Records from a collection:
##############################

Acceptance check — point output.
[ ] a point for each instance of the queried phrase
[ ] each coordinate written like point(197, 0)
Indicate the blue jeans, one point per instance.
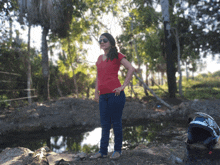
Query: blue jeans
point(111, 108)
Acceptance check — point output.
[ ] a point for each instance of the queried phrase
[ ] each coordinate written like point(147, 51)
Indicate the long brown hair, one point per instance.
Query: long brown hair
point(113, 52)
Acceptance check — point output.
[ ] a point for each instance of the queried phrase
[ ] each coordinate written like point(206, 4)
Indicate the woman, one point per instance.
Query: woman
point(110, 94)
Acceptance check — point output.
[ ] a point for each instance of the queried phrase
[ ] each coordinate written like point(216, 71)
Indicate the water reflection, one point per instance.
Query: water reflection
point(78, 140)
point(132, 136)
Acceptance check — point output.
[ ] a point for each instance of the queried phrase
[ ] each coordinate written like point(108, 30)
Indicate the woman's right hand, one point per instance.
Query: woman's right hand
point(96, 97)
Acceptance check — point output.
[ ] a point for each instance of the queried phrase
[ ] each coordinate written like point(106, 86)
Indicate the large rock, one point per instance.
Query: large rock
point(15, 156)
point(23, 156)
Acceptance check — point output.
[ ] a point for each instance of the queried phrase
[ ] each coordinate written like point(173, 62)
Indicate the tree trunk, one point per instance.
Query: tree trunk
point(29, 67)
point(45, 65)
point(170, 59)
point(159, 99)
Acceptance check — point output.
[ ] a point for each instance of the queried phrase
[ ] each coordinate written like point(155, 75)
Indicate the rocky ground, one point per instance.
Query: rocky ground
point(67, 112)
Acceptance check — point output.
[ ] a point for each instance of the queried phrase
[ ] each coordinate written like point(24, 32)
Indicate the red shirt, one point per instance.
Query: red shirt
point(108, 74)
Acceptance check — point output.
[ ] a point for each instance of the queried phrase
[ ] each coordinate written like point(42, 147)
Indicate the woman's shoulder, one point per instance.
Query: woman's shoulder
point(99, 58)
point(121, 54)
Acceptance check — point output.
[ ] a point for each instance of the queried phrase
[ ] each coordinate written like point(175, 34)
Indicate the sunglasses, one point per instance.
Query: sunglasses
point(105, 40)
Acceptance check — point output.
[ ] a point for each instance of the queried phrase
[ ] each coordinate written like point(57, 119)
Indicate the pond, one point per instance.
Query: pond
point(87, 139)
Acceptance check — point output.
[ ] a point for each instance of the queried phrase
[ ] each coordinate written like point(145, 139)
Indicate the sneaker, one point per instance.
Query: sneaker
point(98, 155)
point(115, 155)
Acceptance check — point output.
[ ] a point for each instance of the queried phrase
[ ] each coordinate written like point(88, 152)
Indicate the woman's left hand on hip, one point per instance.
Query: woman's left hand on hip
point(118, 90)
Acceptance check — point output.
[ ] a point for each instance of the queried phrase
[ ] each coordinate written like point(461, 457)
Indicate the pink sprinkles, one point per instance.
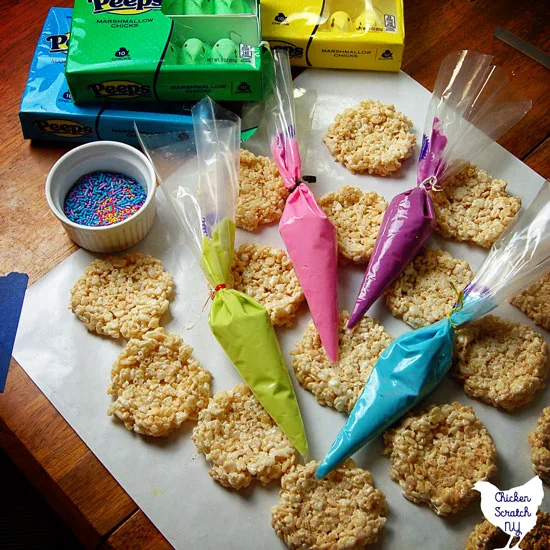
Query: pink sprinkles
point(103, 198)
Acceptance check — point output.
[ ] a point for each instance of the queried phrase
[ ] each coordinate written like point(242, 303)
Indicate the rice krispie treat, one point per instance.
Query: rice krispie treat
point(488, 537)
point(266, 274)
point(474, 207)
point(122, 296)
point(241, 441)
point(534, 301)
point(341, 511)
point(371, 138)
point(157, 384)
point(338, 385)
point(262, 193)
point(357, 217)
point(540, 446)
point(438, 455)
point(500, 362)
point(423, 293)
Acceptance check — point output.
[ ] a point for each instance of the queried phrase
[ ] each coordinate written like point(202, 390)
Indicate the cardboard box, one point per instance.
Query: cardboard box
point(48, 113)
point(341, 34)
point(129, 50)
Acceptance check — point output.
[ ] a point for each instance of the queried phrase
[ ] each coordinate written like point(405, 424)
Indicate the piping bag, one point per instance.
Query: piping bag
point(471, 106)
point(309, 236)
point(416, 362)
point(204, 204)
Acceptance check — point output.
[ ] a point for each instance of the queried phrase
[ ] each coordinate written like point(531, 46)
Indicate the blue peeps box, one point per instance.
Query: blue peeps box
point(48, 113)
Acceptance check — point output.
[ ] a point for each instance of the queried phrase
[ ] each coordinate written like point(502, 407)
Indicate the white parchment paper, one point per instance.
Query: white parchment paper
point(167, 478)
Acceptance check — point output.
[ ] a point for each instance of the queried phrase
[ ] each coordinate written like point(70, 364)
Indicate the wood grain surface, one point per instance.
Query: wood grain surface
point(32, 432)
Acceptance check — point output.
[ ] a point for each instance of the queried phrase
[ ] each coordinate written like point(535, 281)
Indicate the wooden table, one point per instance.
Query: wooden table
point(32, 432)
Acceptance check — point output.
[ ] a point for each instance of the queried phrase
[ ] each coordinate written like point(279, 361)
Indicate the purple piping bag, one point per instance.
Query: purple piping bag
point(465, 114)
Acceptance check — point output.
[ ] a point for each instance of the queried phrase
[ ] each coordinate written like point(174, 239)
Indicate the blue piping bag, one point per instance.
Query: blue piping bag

##############################

Reproduce every line of the items above, word for word and without any changes. Omit the pictures.

Acceptance check — point output.
[ ] a point for each instance of the queried phrase
[ ] each coordinate written like point(197, 0)
Indicate the blue jeans, one point per instance.
Query: blue jeans
point(111, 108)
Acceptance check — point output.
[ ] a point for each instance of the queried phrase
[ ] each coordinate written like point(147, 51)
Indicate the long brown hair, one point per instance.
Query: long brown hair
point(113, 52)
Acceptance check — point output.
[ ] a point for each instance of the queried phrase
[ ] each coordinate written like point(206, 4)
Indicate the woman, one point per instance.
Query: woman
point(110, 94)
Acceptance check — point output.
[ ] a point for each instance of the queried phrase
[ ] each coordinate written like point(216, 71)
Indicate the water reflection, one point per instance.
Query: water reflection
point(78, 140)
point(132, 136)
Acceptance check — point output.
[ ] a point for each instance of the queried phrase
[ ] each coordinate written like point(108, 30)
Indicate the woman's right hand, one point per instance.
Query: woman's right hand
point(96, 97)
Acceptance check — point output.
[ ] a point for each instance of the queried phrase
[ ] each coordinate written like point(106, 86)
Indicate the large rock, one point per instance.
Query: large rock
point(15, 156)
point(23, 156)
Acceptance check — point output.
[ ] a point for each instance of the queried phrase
[ ] each coordinate written like point(173, 62)
Indicate the tree trunk, one point per instance.
Query: tree trunk
point(29, 67)
point(45, 65)
point(170, 59)
point(159, 99)
Acceptance check — point output.
[ ] a point for each instance of the queried phrase
[ ] each coordinate written like point(155, 75)
Indicate the rocky ground, one point per instance.
Query: rocky ground
point(67, 112)
Acceptance check — point output.
[ ] a point for each instance of the queried phrase
[ ] each coordinate written like point(24, 32)
Indicate the red shirt, one point per instance.
Query: red shirt
point(108, 74)
Acceptance check — point output.
[ ] a point for each instance of the queried phrase
[ ] each coordinate written like point(42, 147)
Indicate the woman's shoulder, one point per instance.
Query: woman's shoulder
point(99, 58)
point(121, 54)
Acceptance check — point output.
[ ] a point for each instance of the queried phrase
[ ] each coordinate written like point(175, 34)
Indicate the sunglasses, one point per instance.
Query: sunglasses
point(105, 40)
Acceptance check — point output.
[ ] a point for each instance of the queried phrase
[ ] each coordinate written like point(57, 119)
Indicate the pond, one point per instance.
Query: pond
point(87, 139)
Acceptance check — point output.
[ ] a point for each instance of the queried phrase
[ ] each coordinate written like point(145, 139)
Indicate the sneaker, one point per instance.
Query: sneaker
point(98, 155)
point(115, 155)
Acceptance check — point output.
[ ] a point for each instance of the queried phrase
[ ] each coordinate written like point(88, 152)
Indicate the woman's left hand on hip, one point per instance.
Query: woman's left hand on hip
point(118, 90)
Acceptance check — point output.
[ ] a point for each instance of the queried phrase
[ ] each coordinate written like point(461, 457)
Indicate the pink sprinkles, one point per instance.
Query: pink sprinkles
point(103, 198)
Acceptance check — point output.
[ ] a point for each instance of the queried phrase
[ ] each coordinate written like point(242, 303)
Indicate the rice krispie treat, one point per instance.
Query: rice krispie treat
point(488, 537)
point(266, 274)
point(474, 207)
point(122, 296)
point(241, 441)
point(534, 301)
point(341, 511)
point(371, 138)
point(157, 384)
point(338, 385)
point(262, 193)
point(357, 217)
point(540, 446)
point(438, 455)
point(500, 362)
point(423, 293)
Acceptance check — point output.
[ ] a point for each instance of the queried phrase
[ ] each coordinate written like point(202, 390)
Indicate the cardboard box, one point per instance.
Query: cardboard box
point(48, 113)
point(341, 34)
point(129, 50)
Acceptance check — point output.
[ ] a point for each instance of the queried phrase
[ ] each coordinate written like point(405, 424)
Indicate the piping bag, one point per instance.
Query: piping bag
point(471, 106)
point(309, 236)
point(416, 362)
point(204, 204)
Acceptance check — point output.
[ ] a point for each instance of the queried phrase
[ ] each coordinate written like point(531, 46)
Indicate the blue peeps box, one point per instance.
Query: blue peeps box
point(48, 113)
Acceptance check — point output.
[ ] a point for each instance of the queried phrase
[ ] each coordinate written like point(502, 407)
Indicate the white parchment paper, one point per instance.
Query: white parchment paper
point(167, 478)
Acceptance check — point output.
[ ] a point for each instance of the queried phrase
[ ] each coordinate written like point(70, 364)
Indicate the wood grain surface, one point per instance.
Query: wood grain surface
point(32, 432)
Acceptance check — point output.
[ ] a point for each instance of the queried phrase
[ ] each coordinate written like point(535, 281)
Indicate the wooden table, one point per instance.
Query: wooden table
point(32, 432)
Acceptance check — point output.
[ ] a point for each instance of the queried phrase
[ ] each coordinate written like point(279, 361)
Indicate the purple piping bag, one point per instance.
Query: purple piping bag
point(465, 114)
Acceptance check — point output.
[ ] a point for each instance of the queried phrase
[ ] each coordinate written like point(174, 239)
Indicate the blue piping bag, one point per instance.
Query: blue piping bag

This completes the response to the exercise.